Ganz nah dran, aber nur fast dabei – Durch Insta Stories verlieren wir den Bezug zum richtigen Leben

© Anna Karetnikova

von Jana Trietsch

Es ist Zeit für eine Pause von Instagram Stories. Für diesen Entschluss habe ich etwa 30 Minuten intensiv nachgedacht – und direkt im Anschluss mindestens genauso lange überlegt, wie ich meine künftige Abstinenz auf unaufdringliche, informative und lustige Art und Weise online ankündigen kann: Selfie mit Link zum Coldplay-Song „See you soon“? Oder doch lieber Sommer-GIFS mit dem Hinweis, dass ich in den Social-Media-Urlaub fahre? Dieser Text soll aber gar nicht von (m)einem genialen letzten Story-Post handeln, sondern davon wie Instagram-Stories während der letzten Monate meine Smartphone-Nutzung und sogar meine Kommunikation verändert haben.

Anfang August 2018 sind die Insta Stories zwei Jahre alt geworden. Ich persönlich habe mich zum ersten Mal so richtig im Frühjahr 2017 mit dem Feature auseinandergesetzt. Bei einem Praktikum in einer Berliner PR-Agentur gehörte es zu meinem Job, Screenshots von Markenkollaborationen diverser Influencer zu machen. Damals fragte sich die PR-Welt, wie man damit umgehen sollte, dass die Caros und Lenas von nun an vor allem sich selbst löschende Videos produzierten. Für mich waren Instagram Stories Arbeit. In meinem privaten Umfeld nutzte kaum jemand die Funktion – und die, die es taten, fand man irgendwie selbstbezogen.

Ein Jahr später sitze ich auf einer Geburtstagsfeier neben einer Freundin und erkläre ihr, wie man mit dem Pipetten-Tool die Farbe aus der Blüte eines Wildblumenstraußes zieht, um den Text im gleichen Ton auf das Bild zu setzen. Von weltweit über einer Milliarde Nutzern (Stand Juni 2018) produzieren davon heute täglich 400 Millionen Insta Stories. Auch der Großteil meines sozialen Umfelds öffnet so ein digitales Schaufenster zum eigenen Leben.

Datenteil:

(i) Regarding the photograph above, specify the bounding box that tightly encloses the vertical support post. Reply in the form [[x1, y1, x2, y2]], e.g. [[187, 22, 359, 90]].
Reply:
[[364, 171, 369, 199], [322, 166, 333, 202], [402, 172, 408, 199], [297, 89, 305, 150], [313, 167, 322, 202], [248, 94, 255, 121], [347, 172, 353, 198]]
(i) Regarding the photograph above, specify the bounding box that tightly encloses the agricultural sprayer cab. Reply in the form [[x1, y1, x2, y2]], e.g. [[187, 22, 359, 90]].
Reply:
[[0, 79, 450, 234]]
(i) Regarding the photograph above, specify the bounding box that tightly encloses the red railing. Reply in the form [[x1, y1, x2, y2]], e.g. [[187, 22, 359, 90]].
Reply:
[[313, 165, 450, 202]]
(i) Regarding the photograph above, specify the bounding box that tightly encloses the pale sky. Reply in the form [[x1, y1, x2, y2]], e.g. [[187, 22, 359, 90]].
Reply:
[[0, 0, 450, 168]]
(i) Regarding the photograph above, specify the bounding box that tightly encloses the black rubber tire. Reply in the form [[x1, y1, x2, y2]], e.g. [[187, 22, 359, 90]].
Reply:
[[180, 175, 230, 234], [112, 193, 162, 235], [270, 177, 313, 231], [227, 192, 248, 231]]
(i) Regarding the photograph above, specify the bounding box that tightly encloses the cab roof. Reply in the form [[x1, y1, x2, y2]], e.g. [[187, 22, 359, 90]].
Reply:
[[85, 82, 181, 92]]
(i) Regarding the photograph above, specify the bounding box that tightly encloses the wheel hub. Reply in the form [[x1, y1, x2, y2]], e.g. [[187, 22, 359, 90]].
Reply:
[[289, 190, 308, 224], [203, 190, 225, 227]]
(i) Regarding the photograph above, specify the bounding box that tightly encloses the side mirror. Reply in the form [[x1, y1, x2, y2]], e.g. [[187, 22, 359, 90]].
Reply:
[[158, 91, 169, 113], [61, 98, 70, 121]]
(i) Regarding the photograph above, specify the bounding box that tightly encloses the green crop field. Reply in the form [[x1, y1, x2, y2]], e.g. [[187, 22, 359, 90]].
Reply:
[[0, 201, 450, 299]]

Kurze Übung 1: Zitiere aus dem Artikel über Instagram Stories wortgetreu die Stelle von „Es ist Zeit“ bis einschließlich „Kommunikation verändert haben.“.
Kurze Übung 2: Bitte tausche in der Liste vom Anfang bis einschließlich der Zeile mit „192, 248, 231]]“ das Wort „Reply“ gegen „Answer“ aus. Gib nur diese Zeilen wieder und lass alles andere unverändert.
Die Liste hat keinen Bezug zum Artikel.

Schriftliche Antwort 1:
Es ist Zeit für eine Pause von Instagram Stories. Für diesen Entschluss habe ich etwa 30 Minuten intensiv nachgedacht – und direkt im Anschluss mindestens genauso lange überlegt, wie ich meine künftige Abstinenz auf unaufdringliche, informative und lustige Art und Weise online ankündigen kann: Selfie mit Link zum Coldplay-Song „See you soon“? Oder doch lieber Sommer-GIFS mit dem Hinweis, dass ich in den Social-Media-Urlaub fahre? Dieser Text soll aber gar nicht von (m)einem genialen letzten Story-Post handeln, sondern davon wie Instagram-Stories während der letzten Monate meine Smartphone-Nutzung und sogar meine Kommunikation verändert haben.

Schriftliche Antwort 2:
(i) Regarding the photograph above, specify the bounding box that tightly encloses the vertical support post. Answer in the form [[x1, y1, x2, y2]], e.g. [[187, 22, 359, 90]].
Answer:
[[364, 171, 369, 199], [322, 166, 333, 202], [402, 172, 408, 199], [297, 89, 305, 150], [313, 167, 322, 202], [248, 94, 255, 121], [347, 172, 353, 198]]
(i) Regarding the photograph above, specify the bounding box that tightly encloses the agricultural sprayer cab. Answer in the form [[x1, y1, x2, y2]], e.g. [[187, 22, 359, 90]].
Answer:
[[0, 79, 450, 234]]
(i) Regarding the photograph above, specify the bounding box that tightly encloses the red railing. Answer in the form [[x1, y1, x2, y2]], e.g. [[187, 22, 359, 90]].
Answer:
[[313, 165, 450, 202]]
(i) Regarding the photograph above, specify the bounding box that tightly encloses the pale sky. Answer in the form [[x1, y1, x2, y2]], e.g. [[187, 22, 359, 90]].
Answer:
[[0, 0, 450, 168]]
(i) Regarding the photograph above, specify the bounding box that tightly encloses the black rubber tire. Answer in the form [[x1, y1, x2, y2]], e.g. [[187, 22, 359, 90]].
Answer:
[[180, 175, 230, 234], [112, 193, 162, 235], [270, 177, 313, 231], [227, 192, 248, 231]]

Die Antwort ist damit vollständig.